### 本文抜粋
70年を迎えた北方領土返還運動 実り多き交渉に期待

きょう35回目の「北方領土の日」

社団法人千島歯舞諸島居住者連盟理事長 小泉敏夫氏に聞く

後継者育成が喫緊の課題に

 北方領土が旧ソ連に不法に占拠されて今年で70年を迎える。この間、元島民は率先して領土返還運動を牽引してきた。それでも遅々として進まない日露政府間の領土交渉に焦りといら立ちを隠せない。元島民1世の高齢化が進み、返還運動の後継者育成は喫緊の課題となっているが、今後の返還運動の在り方について公益社団法人千島歯舞諸島居住者連盟の小泉敏夫理事長に聞いた。
(聞き手=札幌支局・湯朝 肇)

300 ――安倍政権になって3年目になります。この間、領土問題で進展があったと思われますか。

### 提供資料
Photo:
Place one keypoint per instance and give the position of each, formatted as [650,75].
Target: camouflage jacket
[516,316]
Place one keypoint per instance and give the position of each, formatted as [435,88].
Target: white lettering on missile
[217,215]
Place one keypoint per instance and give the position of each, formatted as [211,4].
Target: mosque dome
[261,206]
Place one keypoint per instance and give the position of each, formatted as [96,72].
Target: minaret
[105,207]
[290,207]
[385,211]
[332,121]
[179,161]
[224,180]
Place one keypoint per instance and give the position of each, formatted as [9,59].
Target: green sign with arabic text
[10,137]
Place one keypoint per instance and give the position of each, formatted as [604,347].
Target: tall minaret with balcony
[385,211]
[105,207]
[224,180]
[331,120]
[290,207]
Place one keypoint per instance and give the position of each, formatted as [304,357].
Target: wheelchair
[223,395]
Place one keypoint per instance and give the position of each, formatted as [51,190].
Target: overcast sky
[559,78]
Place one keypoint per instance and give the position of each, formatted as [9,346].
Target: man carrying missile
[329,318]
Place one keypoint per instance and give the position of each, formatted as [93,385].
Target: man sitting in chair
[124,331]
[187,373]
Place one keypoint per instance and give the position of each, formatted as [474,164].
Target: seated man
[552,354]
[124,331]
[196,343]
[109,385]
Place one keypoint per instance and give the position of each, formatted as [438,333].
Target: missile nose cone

### 作業課題 1
本文抜粋をもとに、次の問いに答えよ。
(a) 北方領土が旧ソ連に占拠されて、今年で何年を迎えるか。
(b) きょうは何回目の「北方領土の日」か。
(c) 聞き手は誰か。
### 作業課題 2
本文抜粋の一部を一字も変えずに書き写せ。「社団法人千島歯舞諸島居住者連盟理事長 小泉敏夫氏に聞く」を含む語句から始め、「進展があったと思われますか。」の後で止めること。
### 作業課題 3
本文抜粋のうち、「北方領土が旧ソ連に不法に占拠されて」で始まる段落を、主な事実を残して箇条書きに改めよ。

### 解答 1
(a) 70年
(b) 35回目
(c) 札幌支局・湯朝 肇

### 解答 2
社団法人千島歯舞諸島居住者連盟理事長 小泉敏夫氏に聞く

後継者育成が喫緊の課題に

 北方領土が旧ソ連に不法に占拠されて今年で70年を迎える。この間、元島民は率先して領土返還運動を牽引してきた。それでも遅々として進まない日露政府間の領土交渉に焦りといら立ちを隠せない。元島民1世の高齢化が進み、返還運動の後継者育成は喫緊の課題となっているが、今後の返還運動の在り方について公益社団法人千島歯舞諸島居住者連盟の小泉敏夫理事長に聞いた。
(聞き手=札幌支局・湯朝 肇)

300 ――安倍政権になって3年目になります。この間、領土問題で進展があったと思われますか。

### 解答 3
- 北方領土が旧ソ連に不法に占拠されて、今年で70年を迎える。
- この間、元島民は率先して領土返還運動を牽引してきた。
- 日露政府間の領土交渉は遅々として進まず、焦りといら立ちを隠せない。
- 元島民1世の高齢化が進み、返還運動の後継者育成が喫緊の課題となっている。
- 今後の返還運動の在り方について、公益社団法人千島歯舞諸島居住者連盟の小泉敏夫理事長に聞いた。